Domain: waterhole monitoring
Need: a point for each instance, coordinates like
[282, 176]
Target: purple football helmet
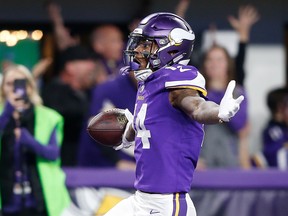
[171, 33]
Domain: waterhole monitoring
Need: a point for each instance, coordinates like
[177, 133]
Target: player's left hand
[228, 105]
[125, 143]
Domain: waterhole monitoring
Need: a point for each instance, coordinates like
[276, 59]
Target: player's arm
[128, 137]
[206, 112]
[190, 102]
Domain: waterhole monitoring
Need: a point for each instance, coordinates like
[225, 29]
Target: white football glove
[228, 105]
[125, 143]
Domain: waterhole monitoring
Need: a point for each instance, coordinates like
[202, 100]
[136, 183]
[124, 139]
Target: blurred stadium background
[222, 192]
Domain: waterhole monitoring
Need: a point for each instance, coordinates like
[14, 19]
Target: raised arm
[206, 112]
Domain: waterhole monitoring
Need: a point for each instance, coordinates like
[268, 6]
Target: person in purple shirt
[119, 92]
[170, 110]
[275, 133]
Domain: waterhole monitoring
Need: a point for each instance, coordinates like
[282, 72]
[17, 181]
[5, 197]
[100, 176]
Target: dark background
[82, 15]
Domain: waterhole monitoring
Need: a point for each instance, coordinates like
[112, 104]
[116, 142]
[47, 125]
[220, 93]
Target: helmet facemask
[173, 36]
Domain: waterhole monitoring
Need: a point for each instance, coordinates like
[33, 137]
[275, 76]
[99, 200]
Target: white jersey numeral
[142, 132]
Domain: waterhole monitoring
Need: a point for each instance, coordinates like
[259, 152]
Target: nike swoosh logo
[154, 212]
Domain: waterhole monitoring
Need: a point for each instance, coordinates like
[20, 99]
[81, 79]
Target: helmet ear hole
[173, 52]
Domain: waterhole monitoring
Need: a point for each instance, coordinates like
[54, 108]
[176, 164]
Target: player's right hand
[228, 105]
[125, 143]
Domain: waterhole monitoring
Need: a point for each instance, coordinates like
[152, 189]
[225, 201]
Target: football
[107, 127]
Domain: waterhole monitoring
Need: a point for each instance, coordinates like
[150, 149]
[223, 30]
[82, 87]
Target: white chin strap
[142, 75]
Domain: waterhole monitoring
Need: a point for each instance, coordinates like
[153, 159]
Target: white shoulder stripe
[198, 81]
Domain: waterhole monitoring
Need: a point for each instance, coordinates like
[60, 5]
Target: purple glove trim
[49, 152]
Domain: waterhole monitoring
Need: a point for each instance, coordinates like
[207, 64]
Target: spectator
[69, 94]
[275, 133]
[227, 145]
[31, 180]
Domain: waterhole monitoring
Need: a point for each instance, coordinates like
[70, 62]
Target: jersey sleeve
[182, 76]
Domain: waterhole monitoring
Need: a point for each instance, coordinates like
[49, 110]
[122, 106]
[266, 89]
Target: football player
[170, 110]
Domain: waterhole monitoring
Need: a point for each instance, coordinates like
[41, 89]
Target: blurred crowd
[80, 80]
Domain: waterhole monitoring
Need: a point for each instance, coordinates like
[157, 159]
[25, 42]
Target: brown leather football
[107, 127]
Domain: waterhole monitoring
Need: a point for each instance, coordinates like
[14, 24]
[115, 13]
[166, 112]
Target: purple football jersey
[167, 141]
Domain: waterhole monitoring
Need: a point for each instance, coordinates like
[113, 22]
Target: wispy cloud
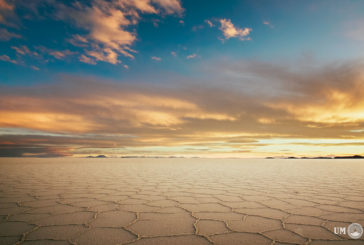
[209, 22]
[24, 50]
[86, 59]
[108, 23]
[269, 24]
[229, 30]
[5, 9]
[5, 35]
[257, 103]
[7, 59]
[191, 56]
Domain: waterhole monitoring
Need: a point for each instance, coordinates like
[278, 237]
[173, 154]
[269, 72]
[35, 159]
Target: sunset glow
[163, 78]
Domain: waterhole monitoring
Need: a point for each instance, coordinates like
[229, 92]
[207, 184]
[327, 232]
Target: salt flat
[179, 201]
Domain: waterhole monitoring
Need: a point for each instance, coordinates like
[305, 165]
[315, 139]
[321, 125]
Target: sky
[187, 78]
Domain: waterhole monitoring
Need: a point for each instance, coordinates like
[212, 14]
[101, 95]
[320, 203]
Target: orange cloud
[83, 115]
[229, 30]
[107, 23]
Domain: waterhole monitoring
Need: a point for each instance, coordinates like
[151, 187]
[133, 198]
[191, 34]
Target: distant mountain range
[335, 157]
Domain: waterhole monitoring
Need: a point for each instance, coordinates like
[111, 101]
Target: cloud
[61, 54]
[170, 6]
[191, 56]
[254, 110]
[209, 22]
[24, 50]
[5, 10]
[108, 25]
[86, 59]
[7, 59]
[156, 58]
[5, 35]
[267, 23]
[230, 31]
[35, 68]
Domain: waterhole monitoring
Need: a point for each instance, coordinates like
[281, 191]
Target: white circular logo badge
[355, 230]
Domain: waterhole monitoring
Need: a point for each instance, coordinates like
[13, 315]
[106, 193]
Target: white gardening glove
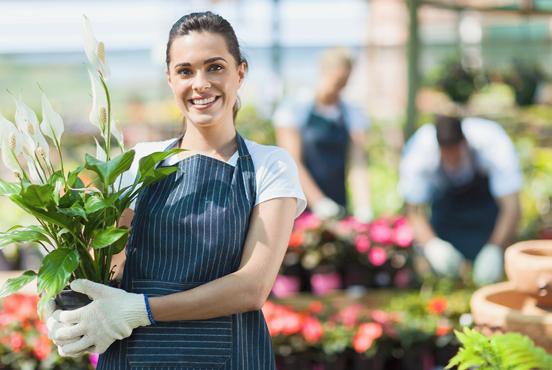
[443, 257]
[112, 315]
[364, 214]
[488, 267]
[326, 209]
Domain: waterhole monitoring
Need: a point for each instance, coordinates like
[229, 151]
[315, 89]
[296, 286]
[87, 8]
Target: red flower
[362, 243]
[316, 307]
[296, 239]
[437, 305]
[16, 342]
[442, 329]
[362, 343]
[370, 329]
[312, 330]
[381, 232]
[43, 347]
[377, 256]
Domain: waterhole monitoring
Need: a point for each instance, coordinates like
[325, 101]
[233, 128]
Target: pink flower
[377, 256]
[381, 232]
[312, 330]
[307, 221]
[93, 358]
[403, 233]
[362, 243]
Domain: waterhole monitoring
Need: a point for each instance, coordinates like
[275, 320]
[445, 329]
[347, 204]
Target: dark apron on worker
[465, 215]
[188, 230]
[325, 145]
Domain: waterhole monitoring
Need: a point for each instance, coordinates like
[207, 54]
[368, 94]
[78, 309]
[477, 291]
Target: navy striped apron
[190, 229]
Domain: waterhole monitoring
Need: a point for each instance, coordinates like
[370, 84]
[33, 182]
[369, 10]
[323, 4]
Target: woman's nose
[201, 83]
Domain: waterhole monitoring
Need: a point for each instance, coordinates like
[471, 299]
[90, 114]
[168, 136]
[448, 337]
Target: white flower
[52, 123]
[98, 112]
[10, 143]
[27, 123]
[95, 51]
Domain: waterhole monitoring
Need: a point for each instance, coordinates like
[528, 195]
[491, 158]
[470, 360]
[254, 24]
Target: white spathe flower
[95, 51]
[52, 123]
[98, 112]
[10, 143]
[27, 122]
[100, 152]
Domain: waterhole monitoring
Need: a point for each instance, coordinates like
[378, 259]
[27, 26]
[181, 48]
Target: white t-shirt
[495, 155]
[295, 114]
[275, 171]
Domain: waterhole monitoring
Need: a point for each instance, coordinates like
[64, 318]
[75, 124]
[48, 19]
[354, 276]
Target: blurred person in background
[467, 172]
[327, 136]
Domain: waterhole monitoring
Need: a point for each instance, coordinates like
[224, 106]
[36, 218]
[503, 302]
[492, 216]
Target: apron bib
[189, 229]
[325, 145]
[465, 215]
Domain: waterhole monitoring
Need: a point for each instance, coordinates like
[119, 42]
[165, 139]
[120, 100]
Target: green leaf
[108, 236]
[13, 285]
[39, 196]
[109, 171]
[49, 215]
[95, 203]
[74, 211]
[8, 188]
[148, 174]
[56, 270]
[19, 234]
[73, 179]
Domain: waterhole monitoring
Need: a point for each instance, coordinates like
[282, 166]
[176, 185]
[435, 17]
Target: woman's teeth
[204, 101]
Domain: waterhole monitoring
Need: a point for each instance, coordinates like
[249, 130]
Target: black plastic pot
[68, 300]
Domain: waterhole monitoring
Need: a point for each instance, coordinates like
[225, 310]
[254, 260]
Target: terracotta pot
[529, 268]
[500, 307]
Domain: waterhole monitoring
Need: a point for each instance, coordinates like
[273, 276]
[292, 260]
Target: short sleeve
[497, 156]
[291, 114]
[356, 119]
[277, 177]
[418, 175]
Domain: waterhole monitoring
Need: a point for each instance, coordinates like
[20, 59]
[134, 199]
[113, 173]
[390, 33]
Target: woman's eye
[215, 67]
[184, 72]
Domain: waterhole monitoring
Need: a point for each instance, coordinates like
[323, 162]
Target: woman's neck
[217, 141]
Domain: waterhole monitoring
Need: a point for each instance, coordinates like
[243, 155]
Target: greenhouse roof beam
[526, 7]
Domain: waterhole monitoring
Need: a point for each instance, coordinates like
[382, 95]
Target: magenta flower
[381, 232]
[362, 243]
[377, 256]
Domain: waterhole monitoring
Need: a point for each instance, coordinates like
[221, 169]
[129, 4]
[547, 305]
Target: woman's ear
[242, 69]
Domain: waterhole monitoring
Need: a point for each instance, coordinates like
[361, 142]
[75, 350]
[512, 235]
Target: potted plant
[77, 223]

* * *

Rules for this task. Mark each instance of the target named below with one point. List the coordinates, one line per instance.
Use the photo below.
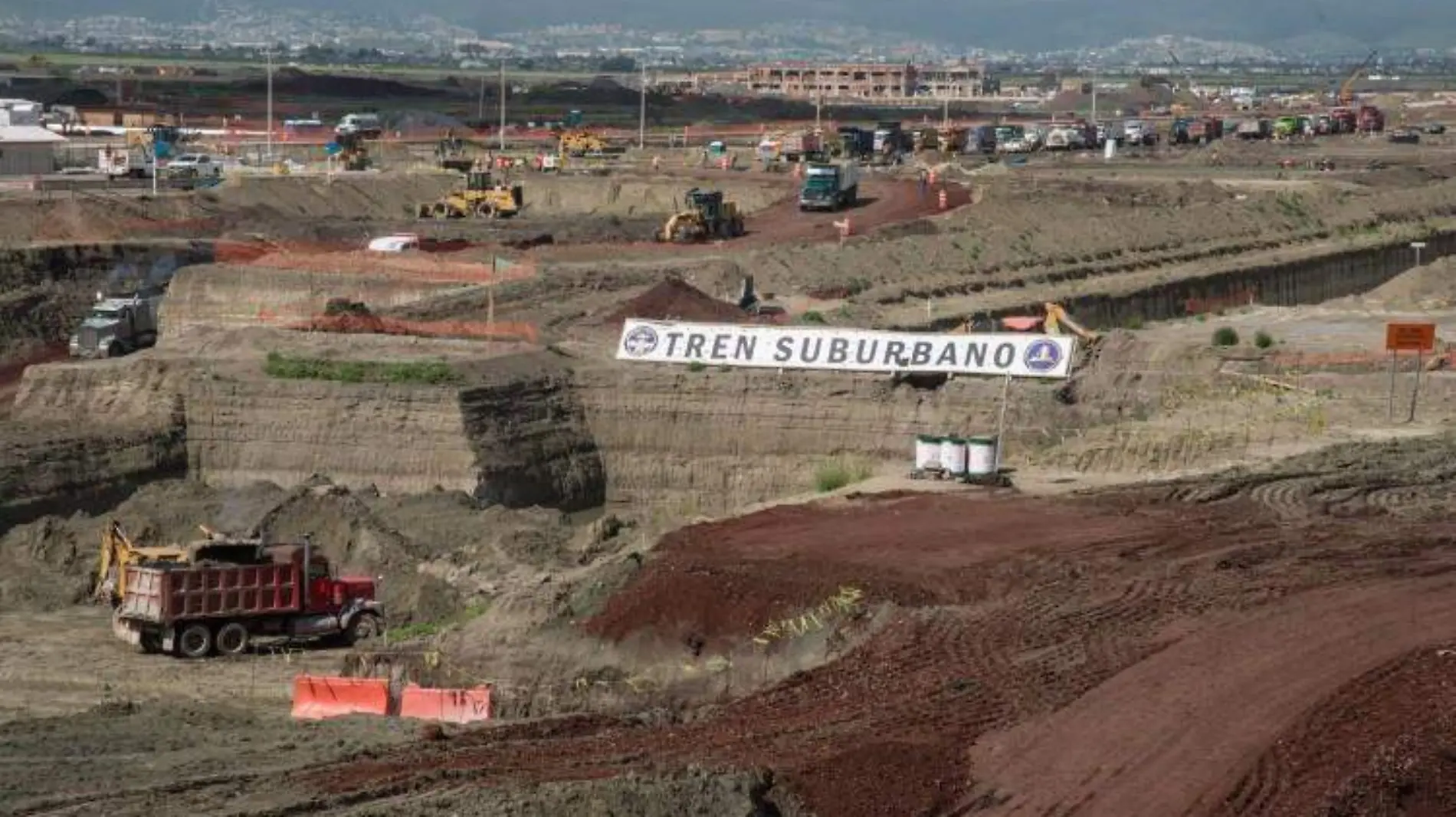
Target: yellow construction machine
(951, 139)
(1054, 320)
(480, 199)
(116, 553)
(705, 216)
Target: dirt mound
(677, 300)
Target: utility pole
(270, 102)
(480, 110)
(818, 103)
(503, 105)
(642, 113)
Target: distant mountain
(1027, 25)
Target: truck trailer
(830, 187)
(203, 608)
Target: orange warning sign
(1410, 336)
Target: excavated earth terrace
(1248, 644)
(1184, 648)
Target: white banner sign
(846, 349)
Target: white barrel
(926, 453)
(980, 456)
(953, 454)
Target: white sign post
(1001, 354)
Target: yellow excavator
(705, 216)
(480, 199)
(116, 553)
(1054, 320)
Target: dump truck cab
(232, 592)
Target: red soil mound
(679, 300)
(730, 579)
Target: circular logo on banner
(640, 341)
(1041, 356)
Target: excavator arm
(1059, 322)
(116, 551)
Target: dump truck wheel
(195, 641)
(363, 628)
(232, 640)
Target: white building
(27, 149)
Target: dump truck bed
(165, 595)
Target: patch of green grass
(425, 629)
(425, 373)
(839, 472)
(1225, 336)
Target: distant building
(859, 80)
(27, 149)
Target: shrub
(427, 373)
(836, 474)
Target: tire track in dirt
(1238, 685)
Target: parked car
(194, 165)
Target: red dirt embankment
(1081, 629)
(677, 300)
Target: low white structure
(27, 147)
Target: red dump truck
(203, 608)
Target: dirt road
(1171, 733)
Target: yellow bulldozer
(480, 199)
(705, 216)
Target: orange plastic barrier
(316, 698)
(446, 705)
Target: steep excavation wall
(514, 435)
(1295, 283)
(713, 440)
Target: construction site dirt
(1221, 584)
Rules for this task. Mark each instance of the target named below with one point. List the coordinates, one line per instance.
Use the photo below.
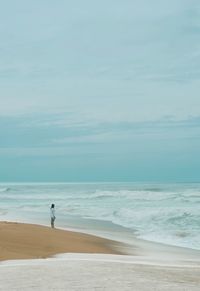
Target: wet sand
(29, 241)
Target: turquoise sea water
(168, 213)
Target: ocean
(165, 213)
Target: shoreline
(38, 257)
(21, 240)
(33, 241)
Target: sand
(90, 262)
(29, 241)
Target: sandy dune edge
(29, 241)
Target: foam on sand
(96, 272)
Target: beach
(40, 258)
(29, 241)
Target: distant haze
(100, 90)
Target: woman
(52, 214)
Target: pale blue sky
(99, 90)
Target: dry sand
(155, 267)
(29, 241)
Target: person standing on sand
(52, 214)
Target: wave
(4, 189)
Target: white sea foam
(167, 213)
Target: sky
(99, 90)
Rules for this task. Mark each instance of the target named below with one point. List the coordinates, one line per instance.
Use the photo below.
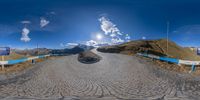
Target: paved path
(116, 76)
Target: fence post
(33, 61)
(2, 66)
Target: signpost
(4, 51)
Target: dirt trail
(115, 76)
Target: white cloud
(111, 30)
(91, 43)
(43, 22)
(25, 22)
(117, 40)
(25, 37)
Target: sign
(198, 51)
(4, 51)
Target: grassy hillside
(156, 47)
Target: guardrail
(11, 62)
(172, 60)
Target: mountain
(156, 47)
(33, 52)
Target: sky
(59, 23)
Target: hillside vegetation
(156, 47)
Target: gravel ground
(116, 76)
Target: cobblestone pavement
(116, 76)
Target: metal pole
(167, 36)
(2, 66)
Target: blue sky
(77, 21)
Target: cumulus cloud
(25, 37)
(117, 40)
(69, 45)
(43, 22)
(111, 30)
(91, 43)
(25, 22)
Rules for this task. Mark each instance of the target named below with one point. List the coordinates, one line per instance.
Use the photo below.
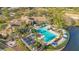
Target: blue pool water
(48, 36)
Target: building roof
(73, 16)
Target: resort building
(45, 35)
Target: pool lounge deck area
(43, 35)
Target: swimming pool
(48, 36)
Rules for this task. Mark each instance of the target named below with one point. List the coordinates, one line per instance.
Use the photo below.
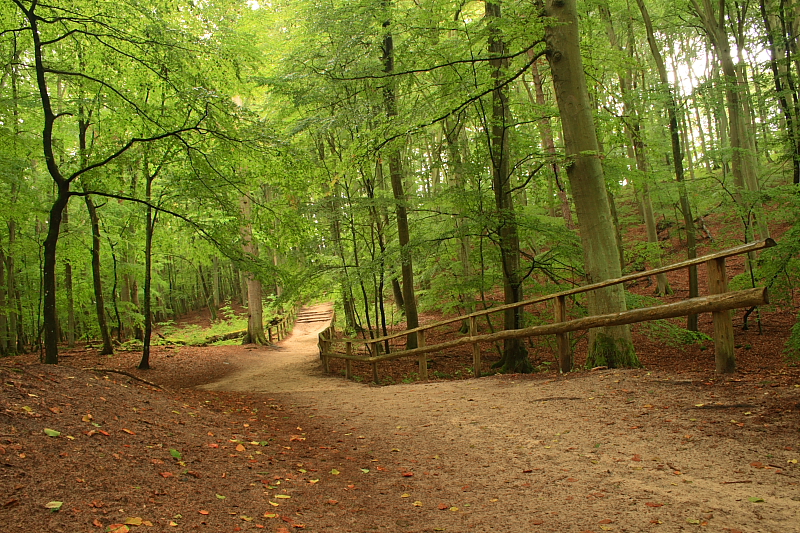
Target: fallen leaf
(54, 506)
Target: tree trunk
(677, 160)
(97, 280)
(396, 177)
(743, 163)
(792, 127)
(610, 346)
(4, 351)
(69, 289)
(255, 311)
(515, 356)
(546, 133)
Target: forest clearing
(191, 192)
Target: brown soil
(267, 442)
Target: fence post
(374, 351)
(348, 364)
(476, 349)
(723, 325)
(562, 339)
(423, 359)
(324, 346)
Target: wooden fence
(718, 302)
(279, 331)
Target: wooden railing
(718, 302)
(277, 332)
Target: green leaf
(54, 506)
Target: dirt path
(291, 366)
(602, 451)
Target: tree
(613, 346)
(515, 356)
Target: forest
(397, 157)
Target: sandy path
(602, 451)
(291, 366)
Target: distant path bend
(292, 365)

==

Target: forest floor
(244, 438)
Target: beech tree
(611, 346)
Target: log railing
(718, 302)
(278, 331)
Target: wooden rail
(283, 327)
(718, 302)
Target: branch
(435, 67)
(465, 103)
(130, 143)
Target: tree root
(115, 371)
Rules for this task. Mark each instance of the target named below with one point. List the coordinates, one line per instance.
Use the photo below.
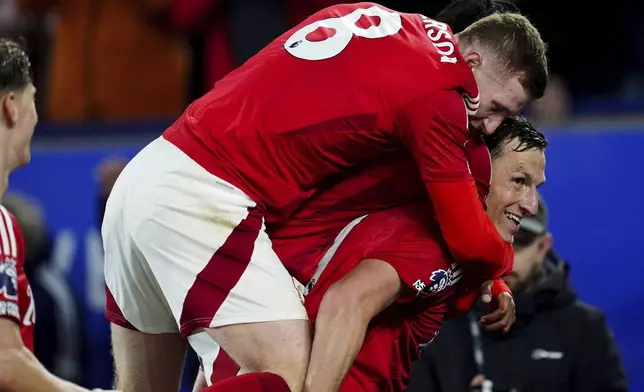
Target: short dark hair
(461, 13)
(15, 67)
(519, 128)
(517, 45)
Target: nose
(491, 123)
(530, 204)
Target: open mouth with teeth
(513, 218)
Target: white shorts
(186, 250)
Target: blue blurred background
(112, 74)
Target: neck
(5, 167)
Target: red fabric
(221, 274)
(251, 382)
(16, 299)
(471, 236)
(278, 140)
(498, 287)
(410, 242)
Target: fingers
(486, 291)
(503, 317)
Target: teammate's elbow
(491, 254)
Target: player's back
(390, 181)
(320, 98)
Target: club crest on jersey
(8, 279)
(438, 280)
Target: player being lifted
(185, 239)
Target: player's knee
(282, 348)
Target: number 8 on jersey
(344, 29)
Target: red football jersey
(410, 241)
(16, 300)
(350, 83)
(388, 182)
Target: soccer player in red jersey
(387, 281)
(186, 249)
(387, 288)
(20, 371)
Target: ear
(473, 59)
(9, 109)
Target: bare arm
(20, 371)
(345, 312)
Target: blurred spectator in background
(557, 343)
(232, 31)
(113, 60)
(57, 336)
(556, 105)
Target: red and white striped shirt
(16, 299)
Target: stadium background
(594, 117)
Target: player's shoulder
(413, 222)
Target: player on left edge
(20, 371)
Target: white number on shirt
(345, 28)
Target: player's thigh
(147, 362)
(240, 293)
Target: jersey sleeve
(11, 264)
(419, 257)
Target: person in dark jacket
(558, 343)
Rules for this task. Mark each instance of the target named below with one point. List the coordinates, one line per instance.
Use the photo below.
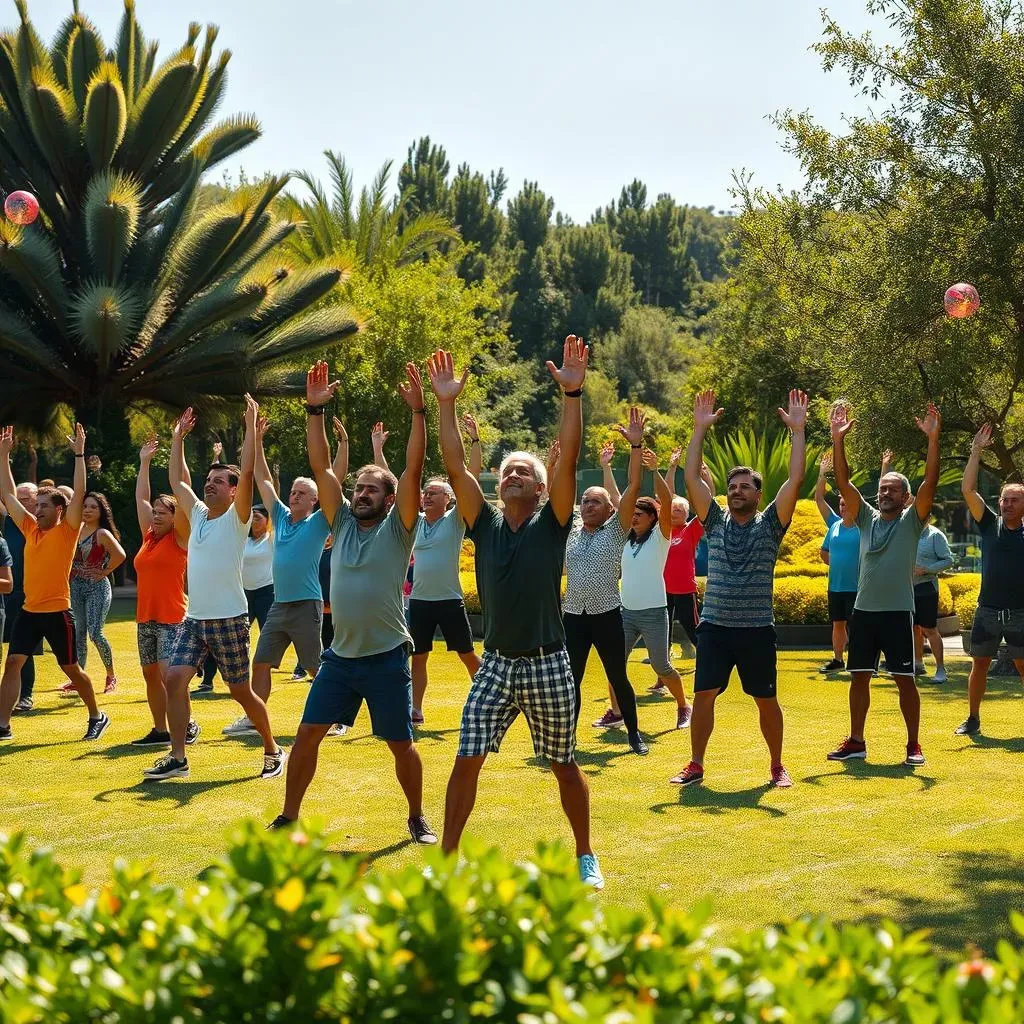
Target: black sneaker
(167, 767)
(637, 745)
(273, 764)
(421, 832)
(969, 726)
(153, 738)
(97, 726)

■ **WORK TO COMPLETE**:
Report every line of the material that contains the string "pole", treating uppercase and lowercase letters as distinct.

■ **WRITTEN REPLY**:
Target: utility pole
Target: metal pole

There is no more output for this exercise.